#### REQUIREMENTS
Starting at the line that contains "black beak -> outline each instance", copy each line through the end of the listing below. Include both ends and output nothing more.

#### DATASET ENTRIES
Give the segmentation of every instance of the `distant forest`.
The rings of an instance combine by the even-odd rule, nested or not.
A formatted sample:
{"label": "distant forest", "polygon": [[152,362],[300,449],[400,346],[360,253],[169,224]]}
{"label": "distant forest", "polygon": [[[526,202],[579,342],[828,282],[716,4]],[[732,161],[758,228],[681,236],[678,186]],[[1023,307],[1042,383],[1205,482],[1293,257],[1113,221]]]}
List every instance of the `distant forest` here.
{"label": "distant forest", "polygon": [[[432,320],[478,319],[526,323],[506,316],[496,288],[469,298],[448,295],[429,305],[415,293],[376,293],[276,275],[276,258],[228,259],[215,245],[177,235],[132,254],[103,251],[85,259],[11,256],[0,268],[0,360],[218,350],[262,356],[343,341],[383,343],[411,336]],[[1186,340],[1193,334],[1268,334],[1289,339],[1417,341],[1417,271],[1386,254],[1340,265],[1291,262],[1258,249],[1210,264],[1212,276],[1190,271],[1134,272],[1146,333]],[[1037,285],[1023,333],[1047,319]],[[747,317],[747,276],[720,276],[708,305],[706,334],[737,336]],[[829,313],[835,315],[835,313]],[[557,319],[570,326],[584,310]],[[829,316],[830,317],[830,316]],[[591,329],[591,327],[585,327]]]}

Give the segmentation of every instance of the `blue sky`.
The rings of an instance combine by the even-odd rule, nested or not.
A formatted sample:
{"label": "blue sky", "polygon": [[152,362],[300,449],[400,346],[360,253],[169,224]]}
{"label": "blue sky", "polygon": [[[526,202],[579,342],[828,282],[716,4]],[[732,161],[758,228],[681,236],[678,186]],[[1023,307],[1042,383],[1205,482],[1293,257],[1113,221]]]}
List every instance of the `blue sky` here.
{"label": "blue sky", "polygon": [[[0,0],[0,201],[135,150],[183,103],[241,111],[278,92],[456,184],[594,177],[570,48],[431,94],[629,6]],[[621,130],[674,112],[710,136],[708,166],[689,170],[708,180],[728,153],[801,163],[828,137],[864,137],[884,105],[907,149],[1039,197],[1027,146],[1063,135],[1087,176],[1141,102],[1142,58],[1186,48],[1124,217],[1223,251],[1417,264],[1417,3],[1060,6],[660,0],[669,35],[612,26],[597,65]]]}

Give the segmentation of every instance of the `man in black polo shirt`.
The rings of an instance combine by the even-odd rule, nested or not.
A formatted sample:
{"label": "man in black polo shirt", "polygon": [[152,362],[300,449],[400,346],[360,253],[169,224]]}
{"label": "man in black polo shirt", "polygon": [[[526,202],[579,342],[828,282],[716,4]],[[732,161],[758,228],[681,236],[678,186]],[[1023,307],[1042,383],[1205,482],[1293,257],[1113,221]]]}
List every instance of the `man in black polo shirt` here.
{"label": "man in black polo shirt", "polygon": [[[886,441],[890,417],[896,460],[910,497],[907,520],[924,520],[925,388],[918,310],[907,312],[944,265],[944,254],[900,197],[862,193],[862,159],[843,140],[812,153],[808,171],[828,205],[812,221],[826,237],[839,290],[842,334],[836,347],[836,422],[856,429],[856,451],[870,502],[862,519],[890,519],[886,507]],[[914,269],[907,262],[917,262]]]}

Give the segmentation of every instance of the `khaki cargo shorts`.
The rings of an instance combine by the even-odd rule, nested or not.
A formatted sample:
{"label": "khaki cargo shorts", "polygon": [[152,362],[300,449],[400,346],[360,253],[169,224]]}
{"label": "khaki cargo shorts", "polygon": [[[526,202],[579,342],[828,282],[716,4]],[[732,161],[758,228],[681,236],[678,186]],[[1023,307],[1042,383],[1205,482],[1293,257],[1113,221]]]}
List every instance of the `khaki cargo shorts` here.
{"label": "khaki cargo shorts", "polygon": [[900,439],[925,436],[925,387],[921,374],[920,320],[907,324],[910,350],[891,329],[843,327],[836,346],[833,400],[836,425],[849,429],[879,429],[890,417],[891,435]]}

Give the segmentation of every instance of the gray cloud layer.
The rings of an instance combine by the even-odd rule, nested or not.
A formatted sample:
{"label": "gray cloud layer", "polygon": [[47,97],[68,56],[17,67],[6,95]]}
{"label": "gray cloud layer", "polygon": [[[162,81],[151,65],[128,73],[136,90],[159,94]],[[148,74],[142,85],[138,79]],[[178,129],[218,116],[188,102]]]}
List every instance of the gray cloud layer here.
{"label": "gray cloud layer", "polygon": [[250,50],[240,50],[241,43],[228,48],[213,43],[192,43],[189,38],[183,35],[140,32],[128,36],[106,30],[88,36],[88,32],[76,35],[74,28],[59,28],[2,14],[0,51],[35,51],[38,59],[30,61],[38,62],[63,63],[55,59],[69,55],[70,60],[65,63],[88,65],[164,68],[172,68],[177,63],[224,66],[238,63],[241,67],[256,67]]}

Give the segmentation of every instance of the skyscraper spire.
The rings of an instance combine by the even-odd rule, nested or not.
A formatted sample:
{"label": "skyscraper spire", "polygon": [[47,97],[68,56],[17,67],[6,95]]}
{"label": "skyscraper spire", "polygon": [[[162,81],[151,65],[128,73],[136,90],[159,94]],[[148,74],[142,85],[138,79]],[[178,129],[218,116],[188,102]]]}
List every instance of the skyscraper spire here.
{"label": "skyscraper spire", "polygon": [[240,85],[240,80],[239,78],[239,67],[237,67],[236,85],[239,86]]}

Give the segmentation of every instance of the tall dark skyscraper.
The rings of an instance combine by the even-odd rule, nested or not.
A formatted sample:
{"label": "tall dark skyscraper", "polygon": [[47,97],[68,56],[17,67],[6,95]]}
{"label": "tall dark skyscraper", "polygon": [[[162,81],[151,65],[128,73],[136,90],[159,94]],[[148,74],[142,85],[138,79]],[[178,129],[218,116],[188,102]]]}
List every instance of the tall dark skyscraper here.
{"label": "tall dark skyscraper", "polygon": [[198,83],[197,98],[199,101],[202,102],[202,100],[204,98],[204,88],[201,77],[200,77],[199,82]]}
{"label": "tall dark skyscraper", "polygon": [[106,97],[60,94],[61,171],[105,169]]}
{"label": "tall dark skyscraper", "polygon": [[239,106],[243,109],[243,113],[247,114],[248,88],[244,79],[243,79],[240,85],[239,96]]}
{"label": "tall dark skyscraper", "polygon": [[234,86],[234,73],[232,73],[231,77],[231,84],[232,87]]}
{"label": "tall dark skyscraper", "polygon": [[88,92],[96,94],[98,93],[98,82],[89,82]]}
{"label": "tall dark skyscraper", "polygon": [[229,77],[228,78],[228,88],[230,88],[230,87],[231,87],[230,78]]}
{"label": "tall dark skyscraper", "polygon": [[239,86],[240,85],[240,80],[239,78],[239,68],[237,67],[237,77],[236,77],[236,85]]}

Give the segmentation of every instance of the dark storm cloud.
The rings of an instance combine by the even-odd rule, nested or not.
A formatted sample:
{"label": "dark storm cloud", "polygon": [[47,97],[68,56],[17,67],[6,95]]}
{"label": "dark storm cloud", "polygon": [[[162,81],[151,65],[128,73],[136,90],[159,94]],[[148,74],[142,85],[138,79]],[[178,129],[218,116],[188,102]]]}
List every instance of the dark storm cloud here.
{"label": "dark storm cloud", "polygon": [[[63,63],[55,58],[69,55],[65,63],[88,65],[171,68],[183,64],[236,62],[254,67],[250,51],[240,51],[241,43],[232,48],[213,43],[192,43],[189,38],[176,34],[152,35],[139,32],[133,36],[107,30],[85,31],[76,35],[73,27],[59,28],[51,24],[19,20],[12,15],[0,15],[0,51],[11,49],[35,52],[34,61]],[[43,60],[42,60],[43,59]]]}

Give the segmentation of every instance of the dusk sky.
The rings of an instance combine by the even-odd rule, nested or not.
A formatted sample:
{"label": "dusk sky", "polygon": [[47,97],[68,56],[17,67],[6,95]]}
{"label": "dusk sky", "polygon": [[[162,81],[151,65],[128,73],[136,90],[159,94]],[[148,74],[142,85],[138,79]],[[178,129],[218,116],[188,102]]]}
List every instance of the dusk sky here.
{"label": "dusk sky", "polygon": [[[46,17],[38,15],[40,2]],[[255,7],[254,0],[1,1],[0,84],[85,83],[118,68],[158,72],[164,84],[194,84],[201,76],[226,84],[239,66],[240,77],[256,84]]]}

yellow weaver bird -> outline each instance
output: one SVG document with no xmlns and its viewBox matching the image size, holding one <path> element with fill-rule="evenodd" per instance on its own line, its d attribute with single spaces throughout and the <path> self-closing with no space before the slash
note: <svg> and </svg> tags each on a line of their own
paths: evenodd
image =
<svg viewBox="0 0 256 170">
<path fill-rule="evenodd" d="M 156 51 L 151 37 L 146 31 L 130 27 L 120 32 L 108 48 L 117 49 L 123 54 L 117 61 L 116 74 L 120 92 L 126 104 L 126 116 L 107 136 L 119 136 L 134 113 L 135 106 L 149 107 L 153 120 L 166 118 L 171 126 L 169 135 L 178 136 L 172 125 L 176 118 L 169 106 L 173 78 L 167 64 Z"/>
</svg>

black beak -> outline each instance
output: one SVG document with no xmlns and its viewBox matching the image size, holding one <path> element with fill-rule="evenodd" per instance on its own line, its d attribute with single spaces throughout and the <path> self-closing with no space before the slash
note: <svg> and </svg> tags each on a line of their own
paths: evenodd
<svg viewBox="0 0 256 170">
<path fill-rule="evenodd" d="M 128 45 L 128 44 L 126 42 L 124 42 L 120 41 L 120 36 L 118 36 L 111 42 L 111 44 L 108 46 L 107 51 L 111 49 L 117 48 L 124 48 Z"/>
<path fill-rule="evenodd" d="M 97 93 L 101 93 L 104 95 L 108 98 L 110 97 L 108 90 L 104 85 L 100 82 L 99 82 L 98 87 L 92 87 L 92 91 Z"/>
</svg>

#### PROBLEM SOLUTION
black beak -> outline each instance
output: one SVG document with no xmlns and its viewBox matching the image size, holding one <path> element with fill-rule="evenodd" per instance on its own line, its d attribute with single spaces throughout and the <path> self-closing with no space before the slash
note: <svg> and </svg> tags each on a line of their own
paths: evenodd
<svg viewBox="0 0 256 170">
<path fill-rule="evenodd" d="M 128 45 L 128 44 L 126 42 L 124 42 L 120 41 L 120 36 L 118 36 L 111 42 L 111 44 L 108 46 L 107 51 L 111 49 L 117 48 L 124 48 Z"/>
<path fill-rule="evenodd" d="M 97 93 L 101 93 L 104 95 L 108 98 L 110 97 L 108 90 L 104 85 L 100 82 L 99 82 L 98 87 L 92 87 L 92 91 Z"/>
</svg>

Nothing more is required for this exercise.